● **EXCERPTED PASSAGE**
Reputation: 3417
The following code splits a string into a list of words but does not include numbers:
txt="there_once was,a-monkey.called phillip?09.txt"
sep=re.compile(r"[\s\.,-_\?]+")
sep.split(txt)
['there', 'once', 'was', 'a', 'monkey', 'called', 'phillip', 'txt']
This code gives me words and numbers but still includes "_" as a valid character:
re.findall(r"\w+|\d+",txt)
['there_once', 'was', 'a', 'monkey', 'called', 'phillip', '09', 'txt']
What do I need to alter in either piece of code to end up with the desired result of:
['there', 'once', 'was', 'a', 'monkey', 'called', 'phillip', '09', 'txt']
Upvotes: 1
Views: 2450
Reputation: 77400
For the example case,
sep = re.compile(r"[^a-zA-Z0-9]+")

● **PROBLEM STATEMENT**
Please carry the forum thread about splitting a string into words and numbers with a regex forward from its last line. The lines that come after this note aren't needed.

● **GIVEN INFORMATION**

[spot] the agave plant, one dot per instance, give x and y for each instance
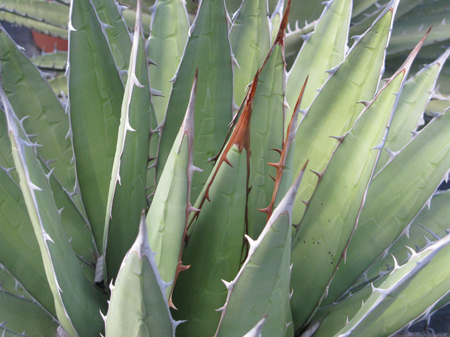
(188, 184)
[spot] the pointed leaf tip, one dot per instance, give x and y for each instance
(284, 22)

● **TASK RESULT**
sea.split(txt)
should work. To separate numbers from words, try
re.findall(r"[a-zA-Z]+|\d+", txt)
Upvotes: 2
Reputation: 131570
Here's a quick way that should do it:
re.findall(r"[a-zA-Z0-9]+",txt)
Here's another:
re.split(r"[\s\.,\-_\?]+",txt)
(you just needed to escape the hyphen because it has a special meaning in a character class)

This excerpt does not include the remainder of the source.